> Texte:
--- --- ---

Petra

De Jaime Rosales (Es-Fr-Dan, 1h47) avec Bárbara Lennie, Alex Brendemühl, Joan Botey…


Jeune artiste peintre, Petra vient effectuer une résidence auprès de Jaume, un plasticien réputé au caractère entier, dominateur et volontiers arrogant. Si elle se lie d'amitié avec le fils de celui-ci, Lucas, elle empêche que les choses aillent plus loin. Car Petra cache un secret…

Depuis La Soledad (2008) et Un tir dans la tête (2009), c'est toujours un plaisir de retrouver Jaime Rosales : il fait partie de ces auteurs qui n'usent pas en vain de leur art, et dont chaque film procure ce double plaisir de la découverte : quelle est l'histoire ; comment Rosales choisit de la raconter. En bon théoricien, la forme interroge toujours le fond et lui répond. Ici, le récit est chapitré à la manière d'un roman, mais son ordre chronologique est contrarié. Une perturbation qui permet d'occulter des franges du passé, de présenter des conséquences avant certaines causes, d'induire également dans l'esprit du spectateur des hypothèses quant à la raison de ces ellipses.

--- --- ---

> Enregistrements d'étiquetage de lieux:
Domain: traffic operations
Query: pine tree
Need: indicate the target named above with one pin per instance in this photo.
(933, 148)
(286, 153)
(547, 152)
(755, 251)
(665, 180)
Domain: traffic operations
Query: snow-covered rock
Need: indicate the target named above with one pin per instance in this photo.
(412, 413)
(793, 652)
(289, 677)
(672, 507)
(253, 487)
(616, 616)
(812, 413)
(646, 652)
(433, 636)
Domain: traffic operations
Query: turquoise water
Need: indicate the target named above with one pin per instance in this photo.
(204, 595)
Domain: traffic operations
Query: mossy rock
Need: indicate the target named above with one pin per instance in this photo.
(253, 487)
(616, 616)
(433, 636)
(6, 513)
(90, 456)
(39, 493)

--- --- ---

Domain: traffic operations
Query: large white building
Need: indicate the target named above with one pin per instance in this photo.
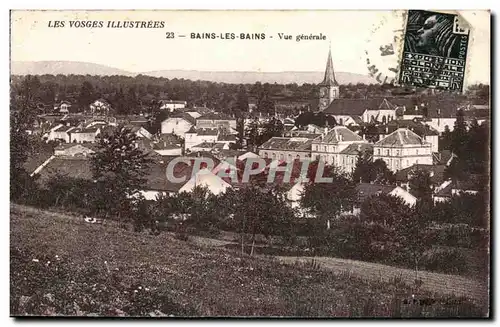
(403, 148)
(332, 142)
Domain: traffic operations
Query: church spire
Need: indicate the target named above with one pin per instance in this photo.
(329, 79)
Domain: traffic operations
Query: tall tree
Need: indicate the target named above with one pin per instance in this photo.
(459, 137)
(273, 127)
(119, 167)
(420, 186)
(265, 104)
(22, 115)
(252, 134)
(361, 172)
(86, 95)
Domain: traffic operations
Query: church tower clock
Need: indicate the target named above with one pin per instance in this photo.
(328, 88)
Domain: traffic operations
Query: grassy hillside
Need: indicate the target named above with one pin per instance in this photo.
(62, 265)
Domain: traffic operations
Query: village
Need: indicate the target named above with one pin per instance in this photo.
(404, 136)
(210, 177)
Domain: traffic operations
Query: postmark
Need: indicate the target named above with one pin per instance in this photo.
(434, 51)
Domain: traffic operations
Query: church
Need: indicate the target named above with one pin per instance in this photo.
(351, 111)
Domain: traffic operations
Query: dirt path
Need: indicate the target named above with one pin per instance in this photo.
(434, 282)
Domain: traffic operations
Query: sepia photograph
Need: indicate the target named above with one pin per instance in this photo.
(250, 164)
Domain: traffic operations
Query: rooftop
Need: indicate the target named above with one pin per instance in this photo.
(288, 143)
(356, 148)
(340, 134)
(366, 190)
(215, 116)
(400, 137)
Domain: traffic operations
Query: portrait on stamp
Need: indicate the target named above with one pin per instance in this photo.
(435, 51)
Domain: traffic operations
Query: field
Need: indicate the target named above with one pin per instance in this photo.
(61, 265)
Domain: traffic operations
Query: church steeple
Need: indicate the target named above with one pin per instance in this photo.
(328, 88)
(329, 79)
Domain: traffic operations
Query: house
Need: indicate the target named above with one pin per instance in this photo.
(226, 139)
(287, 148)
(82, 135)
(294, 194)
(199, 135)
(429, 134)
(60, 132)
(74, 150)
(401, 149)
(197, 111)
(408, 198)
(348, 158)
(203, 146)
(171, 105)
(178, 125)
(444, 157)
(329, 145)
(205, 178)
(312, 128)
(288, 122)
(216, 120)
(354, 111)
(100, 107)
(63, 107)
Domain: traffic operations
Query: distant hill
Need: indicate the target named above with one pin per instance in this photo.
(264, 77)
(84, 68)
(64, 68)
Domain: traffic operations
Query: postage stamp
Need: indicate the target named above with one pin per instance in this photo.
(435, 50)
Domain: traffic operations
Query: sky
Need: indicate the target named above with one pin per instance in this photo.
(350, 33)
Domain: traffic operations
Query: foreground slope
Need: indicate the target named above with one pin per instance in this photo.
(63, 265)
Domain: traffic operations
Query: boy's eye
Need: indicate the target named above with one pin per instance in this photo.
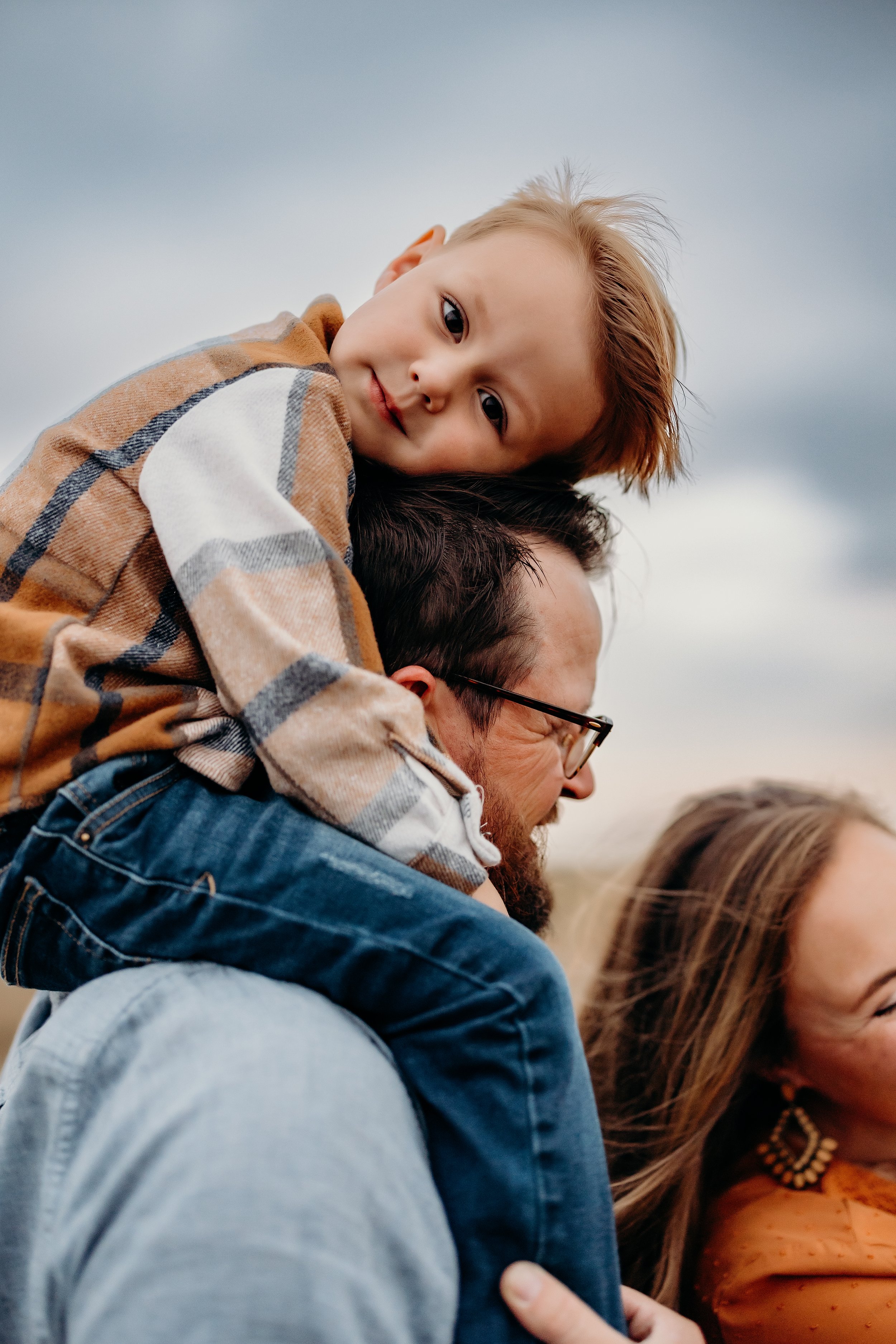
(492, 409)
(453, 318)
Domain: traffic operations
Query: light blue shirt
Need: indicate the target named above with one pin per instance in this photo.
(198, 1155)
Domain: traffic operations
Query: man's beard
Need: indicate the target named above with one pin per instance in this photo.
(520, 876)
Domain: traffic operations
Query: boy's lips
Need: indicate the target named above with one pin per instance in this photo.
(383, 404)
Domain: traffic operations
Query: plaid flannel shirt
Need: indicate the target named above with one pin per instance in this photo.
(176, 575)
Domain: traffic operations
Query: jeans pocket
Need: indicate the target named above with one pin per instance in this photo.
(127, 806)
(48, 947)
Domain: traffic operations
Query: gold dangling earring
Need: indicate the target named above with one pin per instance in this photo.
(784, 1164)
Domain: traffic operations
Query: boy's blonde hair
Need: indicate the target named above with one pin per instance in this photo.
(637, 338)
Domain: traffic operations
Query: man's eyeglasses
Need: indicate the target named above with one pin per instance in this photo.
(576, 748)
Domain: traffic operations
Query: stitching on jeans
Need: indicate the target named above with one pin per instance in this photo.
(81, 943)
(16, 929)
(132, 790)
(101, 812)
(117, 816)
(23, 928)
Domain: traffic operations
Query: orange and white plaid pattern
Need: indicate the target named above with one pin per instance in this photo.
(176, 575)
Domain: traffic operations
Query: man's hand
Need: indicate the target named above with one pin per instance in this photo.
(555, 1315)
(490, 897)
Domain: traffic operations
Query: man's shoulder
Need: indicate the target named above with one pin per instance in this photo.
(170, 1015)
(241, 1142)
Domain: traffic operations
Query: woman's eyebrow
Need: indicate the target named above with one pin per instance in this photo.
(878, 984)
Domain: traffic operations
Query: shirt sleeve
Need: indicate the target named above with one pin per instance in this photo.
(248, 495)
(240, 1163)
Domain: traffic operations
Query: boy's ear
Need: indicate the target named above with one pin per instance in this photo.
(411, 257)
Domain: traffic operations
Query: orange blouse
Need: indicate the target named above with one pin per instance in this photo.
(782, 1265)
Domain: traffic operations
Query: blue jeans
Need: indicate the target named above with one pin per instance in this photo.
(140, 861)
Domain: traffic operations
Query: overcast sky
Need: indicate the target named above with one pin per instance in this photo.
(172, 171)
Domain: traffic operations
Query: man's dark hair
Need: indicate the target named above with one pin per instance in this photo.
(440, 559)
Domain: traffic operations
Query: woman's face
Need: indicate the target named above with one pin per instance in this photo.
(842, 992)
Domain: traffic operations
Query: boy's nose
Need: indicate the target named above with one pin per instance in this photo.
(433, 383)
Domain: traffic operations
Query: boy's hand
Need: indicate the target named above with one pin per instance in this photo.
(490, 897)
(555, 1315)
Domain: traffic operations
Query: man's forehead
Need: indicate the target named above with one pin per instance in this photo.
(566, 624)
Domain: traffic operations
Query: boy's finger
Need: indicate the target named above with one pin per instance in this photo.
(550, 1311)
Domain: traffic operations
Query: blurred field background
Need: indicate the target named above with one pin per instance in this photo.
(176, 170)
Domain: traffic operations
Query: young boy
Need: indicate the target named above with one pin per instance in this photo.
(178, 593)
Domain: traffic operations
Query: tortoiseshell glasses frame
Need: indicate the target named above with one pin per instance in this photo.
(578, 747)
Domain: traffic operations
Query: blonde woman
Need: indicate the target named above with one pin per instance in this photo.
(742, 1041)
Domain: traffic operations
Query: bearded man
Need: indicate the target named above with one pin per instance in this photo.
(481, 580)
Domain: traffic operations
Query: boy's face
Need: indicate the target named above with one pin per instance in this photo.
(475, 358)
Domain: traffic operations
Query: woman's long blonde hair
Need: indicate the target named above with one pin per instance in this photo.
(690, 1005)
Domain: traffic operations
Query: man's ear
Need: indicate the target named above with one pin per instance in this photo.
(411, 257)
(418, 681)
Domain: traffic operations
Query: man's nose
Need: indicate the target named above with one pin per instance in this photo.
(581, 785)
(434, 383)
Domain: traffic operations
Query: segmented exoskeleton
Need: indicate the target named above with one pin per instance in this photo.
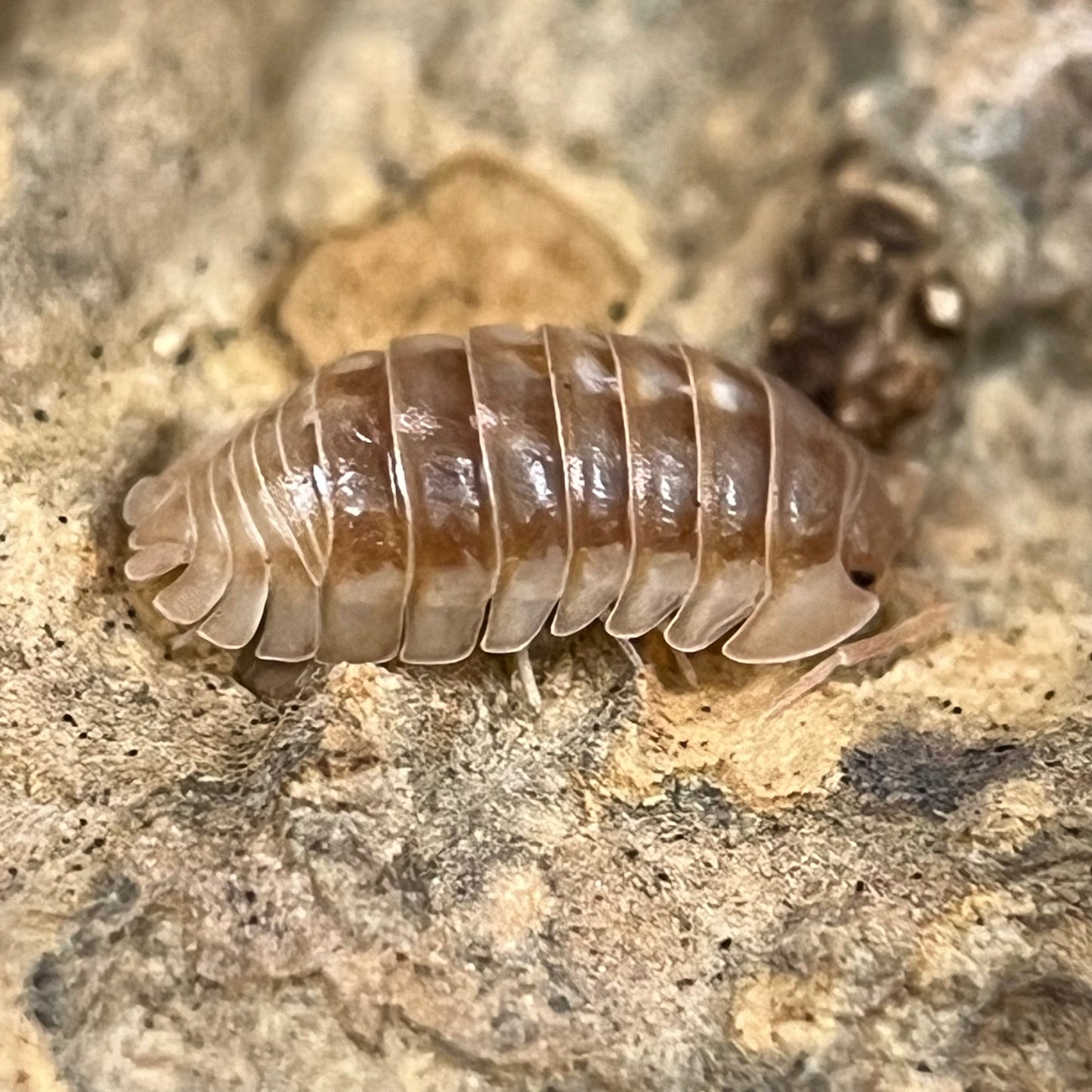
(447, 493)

--- --- ---

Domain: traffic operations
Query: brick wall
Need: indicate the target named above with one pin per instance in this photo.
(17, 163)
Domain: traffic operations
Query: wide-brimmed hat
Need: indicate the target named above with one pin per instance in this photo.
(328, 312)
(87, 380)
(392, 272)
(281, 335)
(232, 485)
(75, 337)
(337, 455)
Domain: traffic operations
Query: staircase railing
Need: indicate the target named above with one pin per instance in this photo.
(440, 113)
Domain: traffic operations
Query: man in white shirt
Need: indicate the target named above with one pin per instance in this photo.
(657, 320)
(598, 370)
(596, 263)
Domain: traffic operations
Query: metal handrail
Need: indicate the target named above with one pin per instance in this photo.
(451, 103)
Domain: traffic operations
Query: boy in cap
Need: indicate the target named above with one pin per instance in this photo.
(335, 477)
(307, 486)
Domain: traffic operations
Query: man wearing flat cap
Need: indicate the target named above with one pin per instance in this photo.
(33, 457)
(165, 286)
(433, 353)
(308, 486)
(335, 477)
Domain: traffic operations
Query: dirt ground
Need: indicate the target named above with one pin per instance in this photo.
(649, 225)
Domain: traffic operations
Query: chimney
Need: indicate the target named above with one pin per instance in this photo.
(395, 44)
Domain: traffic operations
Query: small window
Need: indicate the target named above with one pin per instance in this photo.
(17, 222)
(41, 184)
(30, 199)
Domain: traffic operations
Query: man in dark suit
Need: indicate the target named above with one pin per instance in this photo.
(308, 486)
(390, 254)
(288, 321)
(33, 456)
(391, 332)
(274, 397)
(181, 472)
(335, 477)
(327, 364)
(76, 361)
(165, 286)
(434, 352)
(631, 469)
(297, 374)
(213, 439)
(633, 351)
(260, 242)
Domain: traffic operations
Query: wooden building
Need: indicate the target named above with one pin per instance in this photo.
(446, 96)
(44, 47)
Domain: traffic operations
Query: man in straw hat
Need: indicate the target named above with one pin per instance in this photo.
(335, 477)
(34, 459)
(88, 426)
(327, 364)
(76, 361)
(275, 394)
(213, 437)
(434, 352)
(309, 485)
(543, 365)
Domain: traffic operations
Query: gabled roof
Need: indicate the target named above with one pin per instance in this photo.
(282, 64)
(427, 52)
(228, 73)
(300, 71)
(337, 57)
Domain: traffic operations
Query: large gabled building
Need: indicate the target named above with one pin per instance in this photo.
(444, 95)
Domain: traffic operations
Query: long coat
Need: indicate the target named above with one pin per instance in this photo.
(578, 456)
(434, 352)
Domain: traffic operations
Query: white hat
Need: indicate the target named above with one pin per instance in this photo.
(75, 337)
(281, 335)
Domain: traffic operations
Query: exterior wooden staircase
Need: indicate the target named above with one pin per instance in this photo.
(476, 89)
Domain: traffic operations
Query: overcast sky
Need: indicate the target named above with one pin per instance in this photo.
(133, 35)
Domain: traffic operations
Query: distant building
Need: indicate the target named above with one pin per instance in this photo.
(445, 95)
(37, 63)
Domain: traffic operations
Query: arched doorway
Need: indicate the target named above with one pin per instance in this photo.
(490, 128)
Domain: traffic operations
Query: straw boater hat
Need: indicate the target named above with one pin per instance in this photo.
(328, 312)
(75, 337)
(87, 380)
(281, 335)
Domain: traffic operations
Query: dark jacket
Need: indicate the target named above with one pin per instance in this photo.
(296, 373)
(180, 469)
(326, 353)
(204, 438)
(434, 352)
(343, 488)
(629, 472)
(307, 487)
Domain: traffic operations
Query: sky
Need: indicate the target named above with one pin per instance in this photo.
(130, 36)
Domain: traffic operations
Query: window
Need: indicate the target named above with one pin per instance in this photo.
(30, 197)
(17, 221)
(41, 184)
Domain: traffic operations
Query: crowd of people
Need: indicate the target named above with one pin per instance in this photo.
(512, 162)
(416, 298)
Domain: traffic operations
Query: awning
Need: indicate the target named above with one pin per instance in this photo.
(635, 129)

--- --- ---

> Consigne 1: Résumez la critique du film Petra en deux phrases.
> Consigne 2: Dans la critique du film Petra, recopiez le passage compris entre « Depuis La Soledad » et « de ces ellipses. », inclus, en substituant « feuilleton » à « roman ».
> Consigne 3:
Répondez aux questions suivantes d'après la critique du film Petra :
(a) Quelle est la durée du film ?
(b) Quel est le prénom du fils de Jaume ?
(c) En quelle année est sorti La Soledad ?
Le listing n'est pas nécessaire pour ce travail.

> Réponse attendue 1: Jeune artiste peintre, Petra effectue une résidence auprès de Jaume, plasticien réputé, dominateur et arrogant, se lie d'amitié avec son fils Lucas sans laisser les choses aller plus loin, et cache un secret. Jaime Rosales chapitre le récit à la manière d'un roman mais en contrarie l'ordre chronologique, ce qui permet d'occulter des franges du passé et de présenter des conséquences avant certaines causes.

> Réponse attendue 2:
Depuis La Soledad (2008) et Un tir dans la tête (2009), c'est toujours un plaisir de retrouver Jaime Rosales : il fait partie de ces auteurs qui n'usent pas en vain de leur art, et dont chaque film procure ce double plaisir de la découverte : quelle est l'histoire ; comment Rosales choisit de la raconter. En bon théoricien, la forme interroge toujours le fond et lui répond. Ici, le récit est chapitré à la manière d'un feuilleton, mais son ordre chronologique est contrarié. Une perturbation qui permet d'occulter des franges du passé, de présenter des conséquences avant certaines causes, d'induire également dans l'esprit du spectateur des hypothèses quant à la raison de ces ellipses.

> Réponse attendue 3:
(a) 1h47.
(b) Lucas.
(c) En 2008.